◆ **Data under study**

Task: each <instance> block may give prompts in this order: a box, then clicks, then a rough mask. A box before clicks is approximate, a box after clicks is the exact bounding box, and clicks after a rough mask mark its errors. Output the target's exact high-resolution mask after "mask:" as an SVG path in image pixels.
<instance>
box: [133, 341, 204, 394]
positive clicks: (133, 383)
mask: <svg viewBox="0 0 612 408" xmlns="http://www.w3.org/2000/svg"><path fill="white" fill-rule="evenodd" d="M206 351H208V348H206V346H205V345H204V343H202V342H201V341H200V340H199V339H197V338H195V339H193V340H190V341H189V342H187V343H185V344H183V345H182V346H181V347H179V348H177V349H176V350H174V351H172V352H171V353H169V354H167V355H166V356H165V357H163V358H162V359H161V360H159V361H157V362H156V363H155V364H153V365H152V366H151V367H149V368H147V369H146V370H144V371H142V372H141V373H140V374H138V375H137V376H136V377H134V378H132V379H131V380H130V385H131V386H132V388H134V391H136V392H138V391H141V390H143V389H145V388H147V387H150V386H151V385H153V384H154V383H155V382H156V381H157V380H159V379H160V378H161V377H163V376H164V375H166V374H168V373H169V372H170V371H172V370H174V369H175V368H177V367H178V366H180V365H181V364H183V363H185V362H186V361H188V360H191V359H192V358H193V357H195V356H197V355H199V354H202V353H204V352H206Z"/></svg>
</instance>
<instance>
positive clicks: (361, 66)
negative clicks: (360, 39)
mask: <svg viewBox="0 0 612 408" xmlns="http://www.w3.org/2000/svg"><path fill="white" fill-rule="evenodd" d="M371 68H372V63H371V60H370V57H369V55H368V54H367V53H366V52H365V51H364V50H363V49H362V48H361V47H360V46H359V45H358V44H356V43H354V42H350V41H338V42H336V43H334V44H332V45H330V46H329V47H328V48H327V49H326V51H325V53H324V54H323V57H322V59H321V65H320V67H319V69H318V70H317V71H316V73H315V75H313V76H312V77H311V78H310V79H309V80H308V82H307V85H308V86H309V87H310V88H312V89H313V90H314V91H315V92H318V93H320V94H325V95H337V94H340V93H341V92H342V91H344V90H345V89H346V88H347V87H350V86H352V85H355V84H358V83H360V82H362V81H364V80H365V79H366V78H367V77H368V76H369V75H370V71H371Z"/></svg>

◆ **What is being asked**
Within the records above, each line containing "instance" is to be returned.

◆ **Reply to the exercise**
Task: each <instance> block may give prompts in this order: a box, then clicks, then a rough mask. A box before clicks is approximate, a box after clicks is the exact bounding box, and clicks after a rough mask mark its errors. Output the target's exact high-resolution mask after "mask:" as an SVG path in image pixels.
<instance>
</instance>
<instance>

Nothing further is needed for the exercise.